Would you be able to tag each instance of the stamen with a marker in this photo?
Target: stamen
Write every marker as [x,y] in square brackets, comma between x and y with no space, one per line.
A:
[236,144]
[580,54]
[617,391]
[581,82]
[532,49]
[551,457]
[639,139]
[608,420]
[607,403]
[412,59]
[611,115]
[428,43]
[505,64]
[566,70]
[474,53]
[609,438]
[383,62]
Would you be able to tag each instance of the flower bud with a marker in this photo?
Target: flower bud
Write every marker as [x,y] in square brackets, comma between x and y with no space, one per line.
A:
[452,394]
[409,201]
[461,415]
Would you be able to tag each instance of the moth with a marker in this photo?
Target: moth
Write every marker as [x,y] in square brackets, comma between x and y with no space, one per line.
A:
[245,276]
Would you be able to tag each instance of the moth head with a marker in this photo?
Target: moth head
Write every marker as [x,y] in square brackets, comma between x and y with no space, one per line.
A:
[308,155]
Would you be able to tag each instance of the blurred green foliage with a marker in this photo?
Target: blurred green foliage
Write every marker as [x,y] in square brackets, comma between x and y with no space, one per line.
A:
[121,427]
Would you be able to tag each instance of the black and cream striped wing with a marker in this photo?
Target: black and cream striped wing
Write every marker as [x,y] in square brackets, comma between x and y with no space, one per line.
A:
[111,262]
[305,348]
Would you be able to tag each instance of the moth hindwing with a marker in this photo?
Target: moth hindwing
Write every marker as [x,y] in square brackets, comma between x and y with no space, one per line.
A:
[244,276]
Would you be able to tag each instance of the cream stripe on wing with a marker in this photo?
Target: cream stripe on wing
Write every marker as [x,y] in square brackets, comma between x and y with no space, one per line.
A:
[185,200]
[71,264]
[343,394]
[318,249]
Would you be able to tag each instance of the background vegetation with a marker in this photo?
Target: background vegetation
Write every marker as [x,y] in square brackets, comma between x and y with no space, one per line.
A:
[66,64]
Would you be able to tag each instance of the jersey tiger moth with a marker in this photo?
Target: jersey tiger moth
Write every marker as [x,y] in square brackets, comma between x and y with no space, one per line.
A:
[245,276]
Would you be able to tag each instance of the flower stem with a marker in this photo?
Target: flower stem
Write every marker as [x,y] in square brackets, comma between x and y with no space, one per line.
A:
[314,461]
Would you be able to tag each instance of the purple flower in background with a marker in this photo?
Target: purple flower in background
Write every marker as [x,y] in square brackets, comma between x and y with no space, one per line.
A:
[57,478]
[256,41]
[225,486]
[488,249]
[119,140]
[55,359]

| Description of the task |
For the word "hindwing", say how many lines of the data include it, with nothing else in the reply.

| Result for this task |
2